What to work on: Give the records back in full, exactly as they read.

Stored records:
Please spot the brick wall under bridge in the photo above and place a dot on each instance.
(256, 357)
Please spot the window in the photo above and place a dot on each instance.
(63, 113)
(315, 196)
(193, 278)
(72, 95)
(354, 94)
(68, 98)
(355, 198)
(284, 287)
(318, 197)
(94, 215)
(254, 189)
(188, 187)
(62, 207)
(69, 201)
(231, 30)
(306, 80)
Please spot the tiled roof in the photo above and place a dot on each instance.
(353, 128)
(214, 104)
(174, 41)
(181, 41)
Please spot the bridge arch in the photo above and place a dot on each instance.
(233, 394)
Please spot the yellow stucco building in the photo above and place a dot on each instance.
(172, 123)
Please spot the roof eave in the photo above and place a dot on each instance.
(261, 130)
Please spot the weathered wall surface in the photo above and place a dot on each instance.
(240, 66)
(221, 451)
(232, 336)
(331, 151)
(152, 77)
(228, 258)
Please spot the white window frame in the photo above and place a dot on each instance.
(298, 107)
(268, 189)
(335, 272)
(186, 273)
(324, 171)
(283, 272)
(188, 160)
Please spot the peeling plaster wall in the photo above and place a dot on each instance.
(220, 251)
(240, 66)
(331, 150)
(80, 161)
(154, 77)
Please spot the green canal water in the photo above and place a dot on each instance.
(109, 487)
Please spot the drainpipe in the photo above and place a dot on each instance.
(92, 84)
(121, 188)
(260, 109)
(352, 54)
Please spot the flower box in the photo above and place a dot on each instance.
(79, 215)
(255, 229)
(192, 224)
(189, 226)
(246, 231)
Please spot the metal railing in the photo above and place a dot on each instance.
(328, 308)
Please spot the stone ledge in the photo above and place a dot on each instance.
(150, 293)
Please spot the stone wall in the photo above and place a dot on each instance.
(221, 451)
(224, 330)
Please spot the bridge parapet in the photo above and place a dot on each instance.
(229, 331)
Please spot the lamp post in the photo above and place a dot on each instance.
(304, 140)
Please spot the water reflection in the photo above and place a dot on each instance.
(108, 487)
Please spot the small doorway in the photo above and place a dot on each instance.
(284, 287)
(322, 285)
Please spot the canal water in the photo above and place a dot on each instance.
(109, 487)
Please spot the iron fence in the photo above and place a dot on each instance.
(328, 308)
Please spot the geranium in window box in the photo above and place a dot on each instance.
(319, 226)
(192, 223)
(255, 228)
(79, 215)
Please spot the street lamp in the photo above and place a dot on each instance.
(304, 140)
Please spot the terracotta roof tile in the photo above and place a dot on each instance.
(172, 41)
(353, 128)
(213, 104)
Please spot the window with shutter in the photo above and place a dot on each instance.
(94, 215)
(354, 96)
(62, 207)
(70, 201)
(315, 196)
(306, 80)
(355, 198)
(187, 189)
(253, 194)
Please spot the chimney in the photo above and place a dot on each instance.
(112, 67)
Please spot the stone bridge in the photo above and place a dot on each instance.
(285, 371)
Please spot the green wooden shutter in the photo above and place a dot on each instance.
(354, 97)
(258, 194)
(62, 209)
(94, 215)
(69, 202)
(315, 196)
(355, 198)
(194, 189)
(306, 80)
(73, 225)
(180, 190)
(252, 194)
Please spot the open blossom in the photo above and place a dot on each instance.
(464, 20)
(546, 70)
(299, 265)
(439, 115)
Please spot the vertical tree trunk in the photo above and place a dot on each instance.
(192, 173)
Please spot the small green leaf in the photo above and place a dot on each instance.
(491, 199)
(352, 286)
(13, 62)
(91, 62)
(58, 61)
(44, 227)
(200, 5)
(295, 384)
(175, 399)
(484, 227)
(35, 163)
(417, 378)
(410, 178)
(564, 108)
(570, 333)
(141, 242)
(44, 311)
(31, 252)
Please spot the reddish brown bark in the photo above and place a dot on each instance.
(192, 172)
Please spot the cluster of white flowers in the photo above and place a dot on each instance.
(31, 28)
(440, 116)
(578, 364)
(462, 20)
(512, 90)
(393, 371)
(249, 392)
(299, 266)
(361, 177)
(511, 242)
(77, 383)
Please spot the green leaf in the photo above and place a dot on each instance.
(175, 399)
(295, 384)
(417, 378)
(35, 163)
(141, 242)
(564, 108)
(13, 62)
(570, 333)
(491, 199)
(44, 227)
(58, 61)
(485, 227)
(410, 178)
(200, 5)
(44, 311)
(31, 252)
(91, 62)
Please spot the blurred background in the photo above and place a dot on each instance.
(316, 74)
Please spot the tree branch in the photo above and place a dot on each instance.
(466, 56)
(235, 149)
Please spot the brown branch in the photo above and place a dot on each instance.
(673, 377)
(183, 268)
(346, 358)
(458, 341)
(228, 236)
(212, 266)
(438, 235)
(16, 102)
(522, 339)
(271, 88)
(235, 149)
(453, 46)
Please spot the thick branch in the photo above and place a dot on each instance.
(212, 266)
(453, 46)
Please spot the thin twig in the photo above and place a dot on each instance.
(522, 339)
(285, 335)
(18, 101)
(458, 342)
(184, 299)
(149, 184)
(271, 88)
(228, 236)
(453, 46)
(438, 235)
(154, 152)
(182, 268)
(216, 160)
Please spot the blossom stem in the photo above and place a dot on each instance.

Finished task:
Please spot the brick wall under bridge in the photo above and place a dot on each instance.
(256, 357)
Please spot the window in the photo above and place a dot on each instance.
(63, 113)
(315, 196)
(193, 278)
(72, 95)
(354, 94)
(68, 98)
(355, 198)
(284, 287)
(318, 197)
(94, 215)
(254, 189)
(188, 187)
(62, 207)
(69, 201)
(231, 30)
(306, 80)
Please spot the tiled roof in the photo above and place a dot on each instance.
(353, 128)
(214, 104)
(174, 41)
(181, 41)
Please spot the bridge arch in the photo above and place a dot on each instance.
(233, 394)
Please spot the yellow stucco building in the photo above and place a dot on each instance.
(172, 123)
Please spot the roof eave in the photo above and place a dot on each instance.
(261, 130)
Please spot the weathered wall surface in the photo above and place a dot on each instance.
(240, 66)
(221, 451)
(232, 336)
(331, 151)
(152, 77)
(228, 258)
Please spot the white window frame in the photo above and place a dot on each instance.
(298, 107)
(268, 189)
(335, 272)
(186, 273)
(324, 171)
(283, 272)
(188, 160)
Please spot the peeling plaster wall in the photo above and place a dot on each instance.
(220, 251)
(240, 66)
(331, 150)
(80, 161)
(154, 77)
Please spot the green canal water in the photo above and place a dot on each instance.
(109, 487)
Please spot the drainpipe in the photo above and place a dot on each instance.
(92, 84)
(121, 188)
(260, 109)
(352, 54)
Please spot the flower box in the photo above and place a dot on each instance.
(79, 215)
(255, 229)
(192, 224)
(189, 226)
(246, 231)
Please spot the metal railing in the photo above and place a dot on each instance.
(328, 308)
Please spot the stone ledge in the photo above and place a dot on each instance.
(150, 293)
Please spot the stone wall in the photo above and place a dot on each instance.
(221, 451)
(224, 330)
Please spot the bridge parapet in the photo above and place a dot on each instance.
(229, 331)
Please spot the lamp post in the photo above and place a dot on each instance.
(304, 140)
Please spot the water reflection in the photo above and place a dot on each instance.
(108, 487)
Please spot the small doorway in the photo above and place a dot on each instance.
(284, 287)
(322, 285)
Please spot the canal water in the photo above and place a dot on each instance.
(109, 487)
Please spot the iron fence in the photo above and place a dot on each instance.
(328, 308)
Please spot the geranium in window box in the photo above and place a dot on each instance.
(319, 226)
(192, 223)
(255, 228)
(79, 215)
Please spot the street lamp in the photo above and place a dot on each instance.
(304, 140)
Please spot the terracotta roof tile in the photo above and place a dot on each instance.
(172, 41)
(353, 128)
(213, 104)
Please spot the window with shutter in the photo above and place a dot on each instance.
(94, 215)
(354, 96)
(62, 207)
(70, 201)
(315, 196)
(306, 80)
(355, 198)
(187, 189)
(253, 194)
Please spot the chimney in the photo above and place a dot on each instance.
(112, 67)
Please spot the stone bridge in the photo above and place a dot on each instance.
(285, 371)
Please spot the green wooden shutter in the photo above and place a dot on each instance.
(354, 97)
(258, 194)
(62, 209)
(94, 215)
(69, 202)
(315, 196)
(355, 198)
(194, 189)
(306, 80)
(73, 225)
(180, 190)
(252, 194)
Please spot the open blossom in the photo above and place a dot on each instance.
(464, 20)
(546, 70)
(299, 265)
(439, 115)
Please spot the vertical tree trunk in the photo above and place a dot on each instance.
(192, 173)
Please spot the small green leaf in the photo above and place a dot on each instance.
(491, 199)
(352, 286)
(13, 62)
(91, 62)
(58, 61)
(44, 227)
(200, 5)
(295, 384)
(175, 399)
(484, 227)
(35, 163)
(417, 378)
(410, 178)
(564, 108)
(570, 333)
(141, 242)
(44, 311)
(31, 252)
Please spot the reddish brown bark in the photo above and place a dot on each instance.
(192, 172)
Please spot the cluster of white flowers in the photo above and place a dot on each instance.
(31, 28)
(440, 116)
(578, 364)
(462, 20)
(512, 90)
(393, 371)
(249, 392)
(299, 266)
(361, 177)
(511, 242)
(77, 383)
Please spot the green leaf in the photo above and place a dot on each instance.
(175, 399)
(295, 384)
(417, 378)
(35, 163)
(141, 242)
(564, 108)
(13, 62)
(570, 333)
(491, 199)
(44, 227)
(58, 61)
(485, 227)
(410, 178)
(200, 5)
(44, 311)
(31, 252)
(91, 62)
Please spot the blurred background in the photo above and place a dot on each instance.
(316, 74)
Please spot the tree branch in the photo above and place a dot on each instance.
(466, 56)
(235, 149)
Please spot the brown branch in the photo above and place a dot on each instance.
(673, 377)
(183, 268)
(346, 358)
(458, 341)
(228, 236)
(212, 266)
(438, 235)
(16, 102)
(522, 339)
(271, 88)
(235, 149)
(453, 46)
Please spot the thick branch in the photo above and place a dot on each instance.
(212, 266)
(453, 46)
Please spot the thin twig in the photo above and place a dot on each instance.
(522, 339)
(285, 335)
(18, 101)
(458, 342)
(184, 299)
(149, 184)
(271, 88)
(228, 236)
(453, 46)
(438, 235)
(154, 152)
(182, 268)
(216, 160)
Please spot the blossom stem in the photo above and place a dot on each instance.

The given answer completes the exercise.